正文:
· · · ·

2004年西方知識界重要事件綜述
4. 英國知識界反對“弱智化”的文化戰爭
但英國人其實並不缺乏自我反省。肯特大學社會學家弗蘭克·富瑞迪(Frank
Furedi)在9月推出一部新書,題為《知識份子都到哪里去了?對抗21世紀的庸俗主義》,聲稱以追求真理和介入公共事務為使命的知識份子正在英國消失,而一種“弱智化”(dumbing
down)的文化正在蔓延,庸俗主義(philistinism)充斥著整個從學術、藝術到文化的各個社會生活領域。但富雷迪攻擊的目標並不是平庸的大眾,而是所謂“文化精英”及其主導的文化體制。他認為,在時尚而膚淺的文化多元主義以及後現代主義的影響下,文化精英越來越倡導“容納”精神和政策,使大學教育向邊緣和弱勢群體開放,但這種容納開放逐漸演變成了對學生的“迎合”,代替了嚴謹的知識要求,導致整個教育自上而下的平庸化。當今的大學(甚至包括牛津和劍橋這樣的英才重鎮)的教育標準嚴重沉淪,“為知識而知識”或“為藝術而藝術”的純粹追求已經成為一種恥辱,淺薄的工具主義和實用主義政策使整個年輕一代陷於“弱智化”的文化氛圍之中。

· · · ·

資料摘錄:
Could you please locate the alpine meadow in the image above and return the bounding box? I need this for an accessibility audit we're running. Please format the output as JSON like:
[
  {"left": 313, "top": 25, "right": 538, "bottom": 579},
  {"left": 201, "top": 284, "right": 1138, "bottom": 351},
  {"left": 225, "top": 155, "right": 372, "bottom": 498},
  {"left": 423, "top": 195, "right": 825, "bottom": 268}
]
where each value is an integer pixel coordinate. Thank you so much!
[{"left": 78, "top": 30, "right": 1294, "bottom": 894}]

· · · ·

練習目標: 依據正文,肯特大學那位社會學家在9月推出的新書題為什麼?

參考解答: 《知識份子都到哪里去了?對抗21世紀的庸俗主義》。